>> BEGIN RECORDS FOR THE EXERCISE
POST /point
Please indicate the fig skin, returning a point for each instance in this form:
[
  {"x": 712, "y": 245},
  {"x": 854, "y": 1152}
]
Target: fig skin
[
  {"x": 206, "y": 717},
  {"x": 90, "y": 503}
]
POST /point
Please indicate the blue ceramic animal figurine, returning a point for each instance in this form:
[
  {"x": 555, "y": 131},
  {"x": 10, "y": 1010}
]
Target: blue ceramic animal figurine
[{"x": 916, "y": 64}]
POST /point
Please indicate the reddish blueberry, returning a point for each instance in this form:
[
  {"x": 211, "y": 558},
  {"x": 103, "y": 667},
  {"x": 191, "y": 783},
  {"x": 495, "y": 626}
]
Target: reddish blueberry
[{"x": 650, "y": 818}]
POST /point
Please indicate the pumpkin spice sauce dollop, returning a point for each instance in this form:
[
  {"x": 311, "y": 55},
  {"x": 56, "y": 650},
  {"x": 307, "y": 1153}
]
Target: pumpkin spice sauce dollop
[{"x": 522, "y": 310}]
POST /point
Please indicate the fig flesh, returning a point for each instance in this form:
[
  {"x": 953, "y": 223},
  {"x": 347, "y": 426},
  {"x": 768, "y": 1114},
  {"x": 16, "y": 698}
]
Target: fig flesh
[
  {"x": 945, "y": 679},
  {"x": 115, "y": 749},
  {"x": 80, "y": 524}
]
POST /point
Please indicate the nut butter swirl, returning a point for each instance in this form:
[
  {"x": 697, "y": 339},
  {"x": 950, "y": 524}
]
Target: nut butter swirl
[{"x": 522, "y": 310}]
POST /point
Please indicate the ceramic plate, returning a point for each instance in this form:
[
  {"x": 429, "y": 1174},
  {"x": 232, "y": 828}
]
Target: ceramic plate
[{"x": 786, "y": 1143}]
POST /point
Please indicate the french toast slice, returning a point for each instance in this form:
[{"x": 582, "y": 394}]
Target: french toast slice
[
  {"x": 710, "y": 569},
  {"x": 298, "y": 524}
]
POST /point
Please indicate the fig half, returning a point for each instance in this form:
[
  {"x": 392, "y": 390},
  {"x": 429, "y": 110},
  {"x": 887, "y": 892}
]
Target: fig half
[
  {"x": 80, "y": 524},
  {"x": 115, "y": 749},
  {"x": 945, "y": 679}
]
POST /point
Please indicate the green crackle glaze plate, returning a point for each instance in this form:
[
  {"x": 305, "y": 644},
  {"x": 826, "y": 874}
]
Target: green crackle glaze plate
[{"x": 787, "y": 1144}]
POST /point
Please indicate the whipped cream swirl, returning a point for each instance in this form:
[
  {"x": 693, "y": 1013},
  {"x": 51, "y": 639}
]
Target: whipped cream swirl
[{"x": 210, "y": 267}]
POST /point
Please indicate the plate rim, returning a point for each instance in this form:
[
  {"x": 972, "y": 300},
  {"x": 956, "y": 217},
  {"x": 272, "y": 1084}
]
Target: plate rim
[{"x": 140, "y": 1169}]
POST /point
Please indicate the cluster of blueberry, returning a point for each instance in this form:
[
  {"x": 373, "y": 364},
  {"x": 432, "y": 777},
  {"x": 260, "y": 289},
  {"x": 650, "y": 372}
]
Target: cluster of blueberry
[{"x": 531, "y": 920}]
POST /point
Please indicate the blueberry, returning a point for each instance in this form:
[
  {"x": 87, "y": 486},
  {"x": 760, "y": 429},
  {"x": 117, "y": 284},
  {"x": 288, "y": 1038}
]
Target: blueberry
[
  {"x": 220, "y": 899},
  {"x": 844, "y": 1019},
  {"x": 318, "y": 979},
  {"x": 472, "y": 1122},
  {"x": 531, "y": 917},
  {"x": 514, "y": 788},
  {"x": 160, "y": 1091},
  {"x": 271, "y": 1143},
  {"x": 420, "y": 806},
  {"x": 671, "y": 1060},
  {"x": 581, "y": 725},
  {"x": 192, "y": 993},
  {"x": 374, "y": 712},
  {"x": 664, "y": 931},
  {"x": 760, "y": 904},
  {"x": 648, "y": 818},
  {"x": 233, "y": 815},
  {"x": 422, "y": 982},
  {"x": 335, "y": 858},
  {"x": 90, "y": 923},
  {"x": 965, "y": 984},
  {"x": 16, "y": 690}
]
>> END RECORDS FOR THE EXERCISE
TASK STATEMENT: Write an exact transcription of every entry above.

FULL RESPONSE:
POST /point
Please indicate the fig skin, returning a point for each instance in this form:
[
  {"x": 712, "y": 245},
  {"x": 854, "y": 1152}
]
Target: fig skin
[
  {"x": 206, "y": 717},
  {"x": 90, "y": 503}
]
POST /point
Please indicate the blue ceramic animal figurine, returning a point for each instance in this form:
[
  {"x": 555, "y": 131},
  {"x": 10, "y": 1010}
]
Target: blue ceramic animal figurine
[{"x": 916, "y": 64}]
POST /point
Please indicate the reddish blueberry, returning a point for each instance in this form:
[
  {"x": 211, "y": 558},
  {"x": 103, "y": 667},
  {"x": 191, "y": 783},
  {"x": 495, "y": 626}
]
Target: reddish blueberry
[{"x": 650, "y": 818}]
POST /point
Please indicate the pumpkin spice sauce dollop, returning a point for each instance in this form:
[
  {"x": 311, "y": 55},
  {"x": 56, "y": 650},
  {"x": 307, "y": 1153}
]
Target: pumpkin spice sauce dollop
[{"x": 522, "y": 310}]
POST /point
Please indicate the fig flesh, returning a point for each instance in this form:
[
  {"x": 953, "y": 223},
  {"x": 347, "y": 426},
  {"x": 768, "y": 1114},
  {"x": 16, "y": 698}
]
Target: fig flesh
[
  {"x": 945, "y": 679},
  {"x": 115, "y": 749},
  {"x": 80, "y": 524}
]
POST /point
Please indicate the nut butter swirl, returning a point for each instance in this form:
[
  {"x": 697, "y": 339},
  {"x": 950, "y": 524}
]
Target: nut butter swirl
[{"x": 522, "y": 310}]
POST /point
Please indicate the ceramic plate, returning a point for each instance in this form:
[
  {"x": 429, "y": 1174},
  {"x": 232, "y": 828}
]
Target: ceramic plate
[{"x": 786, "y": 1143}]
POST /point
Please indicate the french toast slice, returning a point for each instance in this form:
[{"x": 582, "y": 394}]
Target: french toast slice
[
  {"x": 710, "y": 569},
  {"x": 298, "y": 524}
]
POST /point
Please indicate the fig half, returning a point for each instance in this form:
[
  {"x": 392, "y": 390},
  {"x": 429, "y": 110},
  {"x": 887, "y": 892}
]
Target: fig half
[
  {"x": 80, "y": 524},
  {"x": 115, "y": 749},
  {"x": 945, "y": 679}
]
POST /point
Please indicate the green crackle glaze plate, returning a point for each instance in this form:
[
  {"x": 305, "y": 644},
  {"x": 826, "y": 874}
]
Target: green crackle glaze plate
[{"x": 787, "y": 1144}]
POST /point
Please indicate the whipped cream swirl, returning a point for each instance in this form:
[
  {"x": 693, "y": 1013},
  {"x": 51, "y": 639}
]
Target: whipped cream swirl
[{"x": 210, "y": 267}]
POST /point
Please indicate the plate rim, returning a point for each instance in this form:
[
  {"x": 972, "y": 300},
  {"x": 956, "y": 217},
  {"x": 272, "y": 1084}
]
Target: plate rim
[{"x": 140, "y": 1169}]
POST /point
Please indicate the cluster of blueberry, returning a point for each instance in this form:
[
  {"x": 373, "y": 364},
  {"x": 432, "y": 777},
  {"x": 260, "y": 289},
  {"x": 650, "y": 372}
]
Target: cluster of blueberry
[{"x": 531, "y": 920}]
POST /point
Please indicate the blueberry, returning a point for each instance in this form:
[
  {"x": 87, "y": 486},
  {"x": 760, "y": 429},
  {"x": 117, "y": 284},
  {"x": 288, "y": 1038}
]
Target: blueberry
[
  {"x": 220, "y": 899},
  {"x": 844, "y": 1019},
  {"x": 318, "y": 979},
  {"x": 472, "y": 1122},
  {"x": 531, "y": 917},
  {"x": 514, "y": 788},
  {"x": 160, "y": 1091},
  {"x": 271, "y": 1143},
  {"x": 420, "y": 806},
  {"x": 671, "y": 1060},
  {"x": 581, "y": 725},
  {"x": 192, "y": 993},
  {"x": 374, "y": 712},
  {"x": 664, "y": 931},
  {"x": 760, "y": 904},
  {"x": 648, "y": 818},
  {"x": 233, "y": 815},
  {"x": 422, "y": 982},
  {"x": 335, "y": 858},
  {"x": 90, "y": 923},
  {"x": 965, "y": 984},
  {"x": 16, "y": 690}
]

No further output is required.